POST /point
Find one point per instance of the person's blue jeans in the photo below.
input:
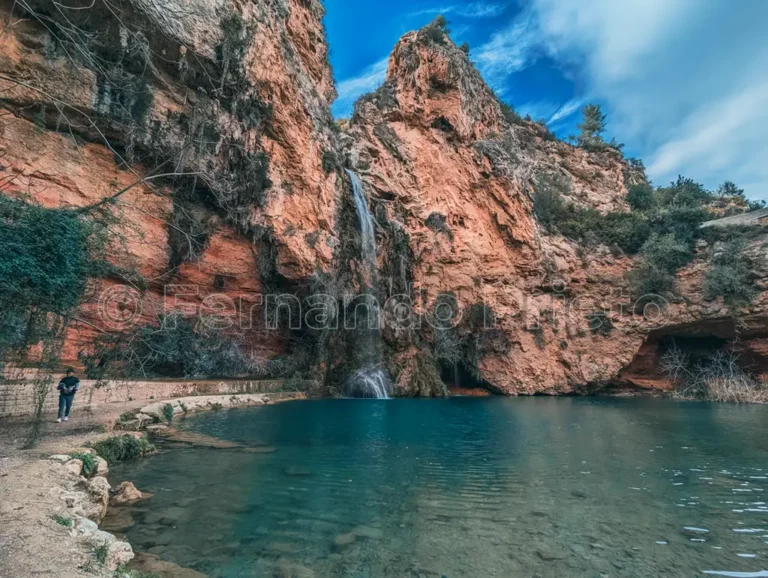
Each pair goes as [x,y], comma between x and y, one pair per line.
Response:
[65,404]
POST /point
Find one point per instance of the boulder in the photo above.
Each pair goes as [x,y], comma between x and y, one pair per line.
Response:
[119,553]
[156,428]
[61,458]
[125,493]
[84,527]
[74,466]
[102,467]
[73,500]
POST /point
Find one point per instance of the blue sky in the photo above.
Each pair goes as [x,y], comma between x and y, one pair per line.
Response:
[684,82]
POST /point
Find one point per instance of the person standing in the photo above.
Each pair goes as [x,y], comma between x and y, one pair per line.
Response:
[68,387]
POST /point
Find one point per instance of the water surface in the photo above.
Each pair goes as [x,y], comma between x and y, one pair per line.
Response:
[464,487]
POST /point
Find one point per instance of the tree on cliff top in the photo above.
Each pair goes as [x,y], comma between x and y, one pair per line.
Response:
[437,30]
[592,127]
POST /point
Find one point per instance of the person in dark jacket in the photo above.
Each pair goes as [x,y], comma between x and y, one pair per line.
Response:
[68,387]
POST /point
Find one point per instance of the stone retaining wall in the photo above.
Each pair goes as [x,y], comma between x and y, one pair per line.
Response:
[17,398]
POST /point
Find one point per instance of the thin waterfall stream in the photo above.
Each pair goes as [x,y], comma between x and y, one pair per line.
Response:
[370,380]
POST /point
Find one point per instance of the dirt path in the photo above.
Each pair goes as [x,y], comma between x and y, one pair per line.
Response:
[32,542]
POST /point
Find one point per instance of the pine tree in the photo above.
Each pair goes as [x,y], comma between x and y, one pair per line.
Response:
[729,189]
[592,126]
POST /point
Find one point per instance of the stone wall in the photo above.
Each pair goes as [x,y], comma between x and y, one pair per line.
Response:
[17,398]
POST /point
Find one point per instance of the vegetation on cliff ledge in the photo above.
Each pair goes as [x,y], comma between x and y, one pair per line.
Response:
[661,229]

^^^^^^^^

Task statement:
Return every line of the records above that contains the string "person". Case counts.

Result for this task:
Find one point per instance of the person's blue jeans in the photo below.
Find one point per instance of the person standing in the photo above.
Find one point per instance of the person in dark jacket in the photo above.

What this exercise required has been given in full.